Exercise prompt — Reproduce the listing from the line with "Objective — for every instance of the white cloud, place" up to and including the line with "Target: white cloud", changing "white cloud" to "gray cloud" and leaving everything else as it is.

---

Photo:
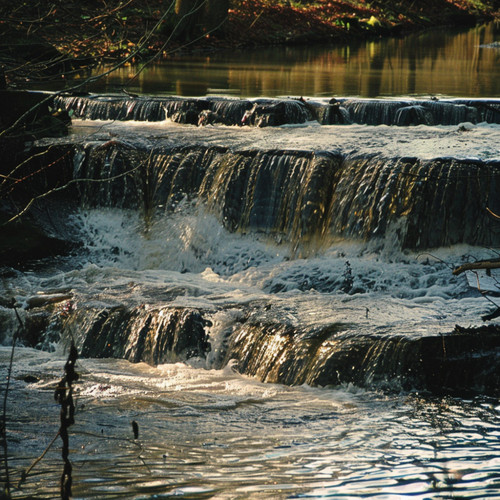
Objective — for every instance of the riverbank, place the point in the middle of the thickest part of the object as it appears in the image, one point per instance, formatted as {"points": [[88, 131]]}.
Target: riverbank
{"points": [[54, 42]]}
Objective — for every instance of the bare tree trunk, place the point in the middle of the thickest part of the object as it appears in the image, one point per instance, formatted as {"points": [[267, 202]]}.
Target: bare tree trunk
{"points": [[189, 14], [201, 16], [216, 16]]}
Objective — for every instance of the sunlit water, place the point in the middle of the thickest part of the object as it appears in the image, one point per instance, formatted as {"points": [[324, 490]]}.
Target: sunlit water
{"points": [[206, 433], [215, 434], [443, 62], [209, 433]]}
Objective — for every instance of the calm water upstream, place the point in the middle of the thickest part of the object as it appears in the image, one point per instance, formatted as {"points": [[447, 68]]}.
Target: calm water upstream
{"points": [[438, 62], [222, 252]]}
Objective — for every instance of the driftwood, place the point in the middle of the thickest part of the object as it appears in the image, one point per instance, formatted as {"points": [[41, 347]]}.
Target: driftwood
{"points": [[480, 264]]}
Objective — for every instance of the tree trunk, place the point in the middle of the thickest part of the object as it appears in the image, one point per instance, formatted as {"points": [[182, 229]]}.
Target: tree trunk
{"points": [[189, 18], [196, 17], [216, 16]]}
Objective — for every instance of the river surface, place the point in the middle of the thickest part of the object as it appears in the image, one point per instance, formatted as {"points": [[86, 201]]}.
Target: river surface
{"points": [[439, 62], [207, 431]]}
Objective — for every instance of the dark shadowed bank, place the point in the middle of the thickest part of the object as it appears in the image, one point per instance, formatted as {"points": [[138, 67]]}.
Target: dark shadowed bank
{"points": [[40, 40]]}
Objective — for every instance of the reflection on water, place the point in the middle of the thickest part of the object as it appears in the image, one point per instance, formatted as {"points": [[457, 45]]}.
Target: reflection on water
{"points": [[215, 434], [443, 62]]}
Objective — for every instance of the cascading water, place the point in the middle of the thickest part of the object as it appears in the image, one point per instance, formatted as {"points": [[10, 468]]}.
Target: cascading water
{"points": [[315, 259]]}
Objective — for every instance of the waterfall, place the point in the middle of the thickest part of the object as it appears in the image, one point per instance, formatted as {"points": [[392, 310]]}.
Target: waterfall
{"points": [[304, 196], [274, 112]]}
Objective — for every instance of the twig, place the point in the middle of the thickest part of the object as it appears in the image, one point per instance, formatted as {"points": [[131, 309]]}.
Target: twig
{"points": [[4, 412], [24, 475]]}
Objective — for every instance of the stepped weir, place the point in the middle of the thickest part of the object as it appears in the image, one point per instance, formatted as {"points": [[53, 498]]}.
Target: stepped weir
{"points": [[308, 198]]}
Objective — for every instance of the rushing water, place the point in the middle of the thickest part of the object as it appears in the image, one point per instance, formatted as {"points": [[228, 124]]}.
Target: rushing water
{"points": [[234, 258], [443, 62], [216, 434]]}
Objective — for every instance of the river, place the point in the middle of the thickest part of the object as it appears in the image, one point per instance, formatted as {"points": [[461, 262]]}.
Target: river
{"points": [[272, 306]]}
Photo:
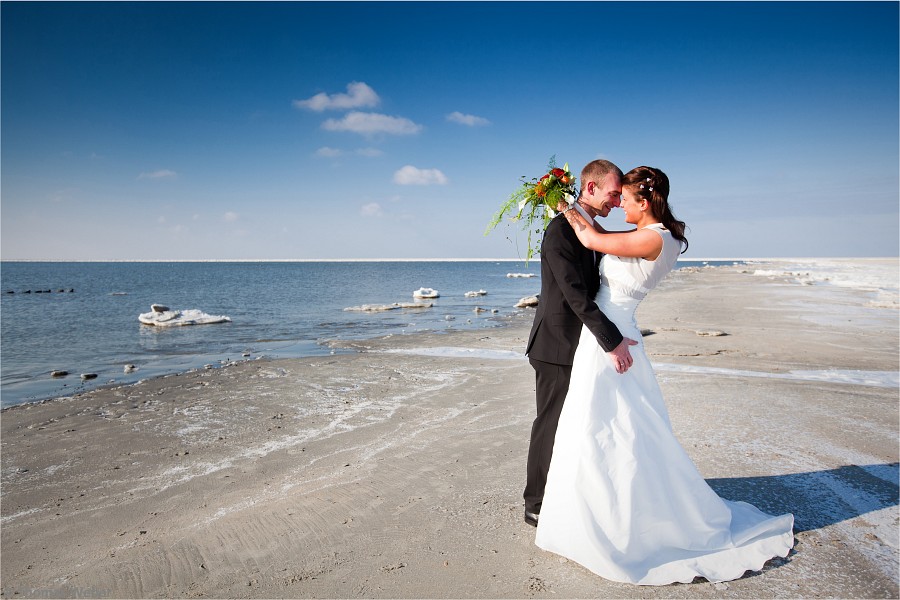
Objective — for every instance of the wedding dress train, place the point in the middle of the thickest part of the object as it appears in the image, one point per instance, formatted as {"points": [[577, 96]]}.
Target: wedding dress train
{"points": [[623, 498]]}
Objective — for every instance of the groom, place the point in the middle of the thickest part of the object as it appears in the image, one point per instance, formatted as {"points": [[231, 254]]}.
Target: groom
{"points": [[569, 283]]}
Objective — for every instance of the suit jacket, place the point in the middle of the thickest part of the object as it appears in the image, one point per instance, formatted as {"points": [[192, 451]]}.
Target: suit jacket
{"points": [[570, 281]]}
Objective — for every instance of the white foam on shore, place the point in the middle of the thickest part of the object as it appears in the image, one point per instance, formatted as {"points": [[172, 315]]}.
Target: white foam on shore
{"points": [[880, 276], [887, 379]]}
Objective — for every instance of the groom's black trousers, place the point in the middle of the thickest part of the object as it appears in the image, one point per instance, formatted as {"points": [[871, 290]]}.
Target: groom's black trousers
{"points": [[552, 383]]}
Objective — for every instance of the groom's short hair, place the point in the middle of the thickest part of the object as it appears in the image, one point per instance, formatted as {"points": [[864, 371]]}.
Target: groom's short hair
{"points": [[597, 170]]}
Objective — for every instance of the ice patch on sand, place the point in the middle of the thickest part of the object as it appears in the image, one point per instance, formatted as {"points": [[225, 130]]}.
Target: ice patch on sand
{"points": [[885, 379], [880, 276]]}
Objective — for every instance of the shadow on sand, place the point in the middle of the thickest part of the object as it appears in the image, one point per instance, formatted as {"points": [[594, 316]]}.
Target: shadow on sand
{"points": [[819, 498]]}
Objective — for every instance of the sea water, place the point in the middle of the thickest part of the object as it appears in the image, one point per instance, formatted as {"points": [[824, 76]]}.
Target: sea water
{"points": [[277, 309]]}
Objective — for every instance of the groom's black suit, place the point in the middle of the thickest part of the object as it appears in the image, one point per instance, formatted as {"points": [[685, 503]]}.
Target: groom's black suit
{"points": [[569, 283]]}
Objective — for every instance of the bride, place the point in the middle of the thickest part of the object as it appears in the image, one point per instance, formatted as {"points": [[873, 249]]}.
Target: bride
{"points": [[622, 497]]}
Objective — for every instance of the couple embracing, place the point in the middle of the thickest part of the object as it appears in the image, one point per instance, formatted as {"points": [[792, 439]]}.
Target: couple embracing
{"points": [[608, 484]]}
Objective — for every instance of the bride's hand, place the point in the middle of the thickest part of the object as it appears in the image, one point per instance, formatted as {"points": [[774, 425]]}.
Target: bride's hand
{"points": [[621, 356]]}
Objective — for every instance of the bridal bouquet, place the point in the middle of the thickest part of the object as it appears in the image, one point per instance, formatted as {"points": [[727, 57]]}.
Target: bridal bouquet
{"points": [[535, 201]]}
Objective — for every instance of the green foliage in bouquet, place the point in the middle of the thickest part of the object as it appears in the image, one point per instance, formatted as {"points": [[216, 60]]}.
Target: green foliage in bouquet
{"points": [[534, 203]]}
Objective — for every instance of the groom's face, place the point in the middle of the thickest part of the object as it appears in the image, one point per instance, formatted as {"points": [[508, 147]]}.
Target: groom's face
{"points": [[604, 195]]}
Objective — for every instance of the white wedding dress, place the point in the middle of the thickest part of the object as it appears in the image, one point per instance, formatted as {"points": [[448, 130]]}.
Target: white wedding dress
{"points": [[622, 497]]}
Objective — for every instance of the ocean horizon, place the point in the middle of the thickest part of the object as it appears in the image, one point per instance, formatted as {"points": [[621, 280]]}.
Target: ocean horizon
{"points": [[277, 309]]}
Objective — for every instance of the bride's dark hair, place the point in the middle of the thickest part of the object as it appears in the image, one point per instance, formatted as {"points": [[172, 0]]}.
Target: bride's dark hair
{"points": [[652, 185]]}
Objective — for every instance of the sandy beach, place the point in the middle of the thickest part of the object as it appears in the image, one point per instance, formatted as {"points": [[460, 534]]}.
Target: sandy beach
{"points": [[395, 469]]}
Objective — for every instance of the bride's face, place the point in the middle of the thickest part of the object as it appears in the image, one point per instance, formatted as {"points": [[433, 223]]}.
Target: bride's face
{"points": [[632, 205]]}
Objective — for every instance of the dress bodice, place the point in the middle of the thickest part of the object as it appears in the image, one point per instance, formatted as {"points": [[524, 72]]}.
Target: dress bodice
{"points": [[635, 277]]}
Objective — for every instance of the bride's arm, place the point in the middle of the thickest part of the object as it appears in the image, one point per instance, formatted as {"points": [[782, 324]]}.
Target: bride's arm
{"points": [[636, 244]]}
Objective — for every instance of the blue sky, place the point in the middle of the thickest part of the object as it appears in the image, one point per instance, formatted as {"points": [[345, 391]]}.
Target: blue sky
{"points": [[395, 130]]}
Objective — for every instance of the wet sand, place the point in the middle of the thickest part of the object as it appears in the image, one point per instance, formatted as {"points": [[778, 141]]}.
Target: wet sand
{"points": [[396, 471]]}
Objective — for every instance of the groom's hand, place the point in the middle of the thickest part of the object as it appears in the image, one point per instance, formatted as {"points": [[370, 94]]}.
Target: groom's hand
{"points": [[621, 356]]}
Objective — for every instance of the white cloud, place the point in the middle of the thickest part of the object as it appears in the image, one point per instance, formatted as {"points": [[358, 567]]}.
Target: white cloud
{"points": [[470, 120], [372, 123], [370, 152], [161, 174], [358, 94], [326, 152], [410, 175], [372, 209]]}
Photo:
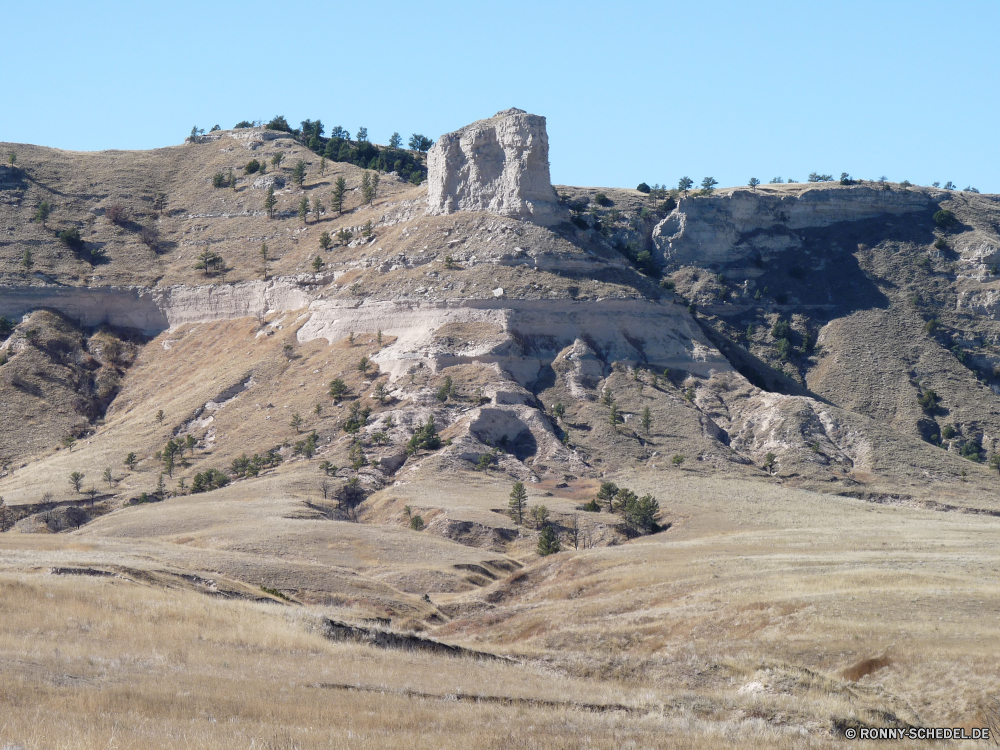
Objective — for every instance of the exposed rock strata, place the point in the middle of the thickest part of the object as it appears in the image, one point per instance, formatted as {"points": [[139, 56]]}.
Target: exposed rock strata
{"points": [[521, 337], [500, 165], [740, 225]]}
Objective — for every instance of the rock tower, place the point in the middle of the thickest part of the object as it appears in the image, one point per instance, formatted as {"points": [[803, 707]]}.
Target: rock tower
{"points": [[500, 165]]}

---

Full answer —
Objective — for every instance of the gray cloud, place the point in the middle of the thickest part of the object as it appears in the image, one point per instance, formatted as {"points": [[358, 567]]}.
Target: gray cloud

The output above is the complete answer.